=== Consigna dada A ===
Según el fragmento sobre lo político, ¿cuál es la distinción política específica a la que pueden reconducirse todas las acciones y motivos políticos?

=== Fragmento del texto ===
________________________

Supongamos que en el dominio de lo moral la distinción dominio es la del bien y el mal;
que en lo estético lo es la de lo bello y lo feo; en lo económico la de lo beneficioso o lo
perjudicial, o tal vez de lo rentable y lo no rentable. El problema es si existe alguna
distinción específica, comparable a esas otras aunque, claro está, no de la misma o
parecida naturaleza, independiente de ellas, autónoma y que se imponga por sí misma
como criterio simple de lo político; y si existe, ¿cuál es?
Pues bien, la distinción política específica, aquella a la que pueden reconducirse todas las
acciones y motivos políticos, es la distinción de amigo y enemigo. Lo que ésta proporciona
no es desde luego una definición exhaustiva de lo político, ni una descripción de su
contenido, pero sí una determinación de su concepto en el sentido de un criterio. En la
medida en que no deriva de otros criterios, esa distinción se corresponde en el dominio
de lo político con los criterios relativamente autónomos que proporcionan distinciones
como la del bien y el mal en lo moral, la de belleza y fealdad en lo estético, etc. Es desde
luego una distinción autónoma, pero no en el sentido de definir por si misma un nuevo
campo de la realidad, sino en el sentido de que ni se funda en una o varias de esas otras
distinciones ni se la puede reconducir a ellas.

________________________

=== Consigna dada B ===
Transcribe todas las líneas del listado que contengan la palabra "face". Se distinguen mayúsculas de minúsculas.

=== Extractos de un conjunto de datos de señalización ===
________________________

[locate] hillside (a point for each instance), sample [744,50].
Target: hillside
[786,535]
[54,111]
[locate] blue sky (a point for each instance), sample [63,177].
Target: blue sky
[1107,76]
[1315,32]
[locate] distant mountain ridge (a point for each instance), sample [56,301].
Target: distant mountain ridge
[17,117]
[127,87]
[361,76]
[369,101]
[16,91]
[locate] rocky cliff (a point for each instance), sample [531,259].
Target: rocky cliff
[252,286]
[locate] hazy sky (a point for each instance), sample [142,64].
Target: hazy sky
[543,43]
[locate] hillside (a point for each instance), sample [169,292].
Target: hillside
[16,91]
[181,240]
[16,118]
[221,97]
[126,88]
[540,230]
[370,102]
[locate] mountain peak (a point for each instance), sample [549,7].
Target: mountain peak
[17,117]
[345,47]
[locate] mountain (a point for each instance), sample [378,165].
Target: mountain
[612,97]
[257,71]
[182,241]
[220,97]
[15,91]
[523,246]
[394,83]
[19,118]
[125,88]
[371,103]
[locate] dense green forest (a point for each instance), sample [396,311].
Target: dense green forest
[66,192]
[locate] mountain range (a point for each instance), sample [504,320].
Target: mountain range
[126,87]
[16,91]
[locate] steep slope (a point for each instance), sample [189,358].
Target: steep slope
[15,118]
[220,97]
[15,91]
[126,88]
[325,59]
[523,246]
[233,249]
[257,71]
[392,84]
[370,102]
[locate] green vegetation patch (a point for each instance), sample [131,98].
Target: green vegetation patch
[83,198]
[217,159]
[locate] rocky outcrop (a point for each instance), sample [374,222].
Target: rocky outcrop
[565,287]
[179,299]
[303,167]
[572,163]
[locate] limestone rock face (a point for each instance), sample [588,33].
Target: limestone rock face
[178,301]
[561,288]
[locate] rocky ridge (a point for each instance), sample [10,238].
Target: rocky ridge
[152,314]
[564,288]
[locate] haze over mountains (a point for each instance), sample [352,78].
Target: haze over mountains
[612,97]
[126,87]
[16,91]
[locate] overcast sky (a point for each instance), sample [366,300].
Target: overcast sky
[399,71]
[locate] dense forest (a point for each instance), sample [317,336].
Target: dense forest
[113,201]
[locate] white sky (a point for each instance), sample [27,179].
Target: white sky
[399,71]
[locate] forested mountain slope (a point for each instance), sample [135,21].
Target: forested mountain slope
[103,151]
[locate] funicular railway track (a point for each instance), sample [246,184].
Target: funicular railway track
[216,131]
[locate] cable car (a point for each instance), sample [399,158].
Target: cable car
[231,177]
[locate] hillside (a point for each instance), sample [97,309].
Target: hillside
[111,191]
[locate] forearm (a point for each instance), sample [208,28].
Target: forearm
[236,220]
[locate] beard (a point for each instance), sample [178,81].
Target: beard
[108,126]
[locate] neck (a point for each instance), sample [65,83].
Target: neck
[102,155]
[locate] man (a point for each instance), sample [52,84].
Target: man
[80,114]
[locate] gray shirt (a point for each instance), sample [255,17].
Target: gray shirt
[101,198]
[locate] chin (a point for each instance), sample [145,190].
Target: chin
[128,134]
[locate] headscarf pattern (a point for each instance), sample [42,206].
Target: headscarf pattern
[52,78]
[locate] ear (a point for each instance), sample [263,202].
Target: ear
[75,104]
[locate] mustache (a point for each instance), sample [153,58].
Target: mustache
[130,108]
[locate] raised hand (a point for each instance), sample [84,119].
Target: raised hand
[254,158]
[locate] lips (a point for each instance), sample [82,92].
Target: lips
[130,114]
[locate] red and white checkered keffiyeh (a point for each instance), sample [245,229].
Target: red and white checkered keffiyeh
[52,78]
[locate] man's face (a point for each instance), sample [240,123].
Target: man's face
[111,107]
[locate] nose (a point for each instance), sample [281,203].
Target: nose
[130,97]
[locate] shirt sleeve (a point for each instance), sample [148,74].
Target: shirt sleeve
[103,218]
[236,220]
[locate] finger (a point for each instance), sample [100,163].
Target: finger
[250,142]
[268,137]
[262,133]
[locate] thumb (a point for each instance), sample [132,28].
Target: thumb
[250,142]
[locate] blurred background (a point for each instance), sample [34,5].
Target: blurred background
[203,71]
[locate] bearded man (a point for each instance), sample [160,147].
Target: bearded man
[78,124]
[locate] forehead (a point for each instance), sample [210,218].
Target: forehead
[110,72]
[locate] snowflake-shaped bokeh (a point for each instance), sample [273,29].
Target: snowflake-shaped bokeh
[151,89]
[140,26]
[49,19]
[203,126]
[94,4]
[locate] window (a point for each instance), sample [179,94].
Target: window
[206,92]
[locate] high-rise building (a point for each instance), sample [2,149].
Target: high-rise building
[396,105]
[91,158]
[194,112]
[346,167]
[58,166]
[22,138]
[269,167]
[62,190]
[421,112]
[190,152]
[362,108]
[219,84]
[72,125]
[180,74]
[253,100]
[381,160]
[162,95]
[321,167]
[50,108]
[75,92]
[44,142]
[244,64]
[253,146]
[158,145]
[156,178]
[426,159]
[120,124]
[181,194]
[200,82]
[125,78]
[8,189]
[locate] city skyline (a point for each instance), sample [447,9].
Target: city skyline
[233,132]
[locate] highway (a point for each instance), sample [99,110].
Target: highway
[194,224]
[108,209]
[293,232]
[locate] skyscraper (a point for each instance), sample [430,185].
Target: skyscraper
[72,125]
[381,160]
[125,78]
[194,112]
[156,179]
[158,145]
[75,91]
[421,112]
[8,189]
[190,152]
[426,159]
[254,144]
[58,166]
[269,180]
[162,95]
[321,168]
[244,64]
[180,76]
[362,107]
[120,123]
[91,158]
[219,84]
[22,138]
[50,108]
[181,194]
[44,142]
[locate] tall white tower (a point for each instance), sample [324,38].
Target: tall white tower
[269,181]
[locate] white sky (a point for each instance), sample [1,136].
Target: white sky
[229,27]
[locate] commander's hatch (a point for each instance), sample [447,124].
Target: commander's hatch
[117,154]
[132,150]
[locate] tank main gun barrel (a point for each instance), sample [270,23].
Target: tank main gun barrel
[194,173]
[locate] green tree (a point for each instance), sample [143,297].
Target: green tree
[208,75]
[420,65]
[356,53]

________________________

=== Resultado obtenido A ===
La distinción de amigo y enemigo.

=== Resultado obtenido B ===
[locate] limestone rock face (a point for each instance), sample [588,33].
Target: limestone rock face
[locate] man's face (a point for each instance), sample [240,123].
Target: man's face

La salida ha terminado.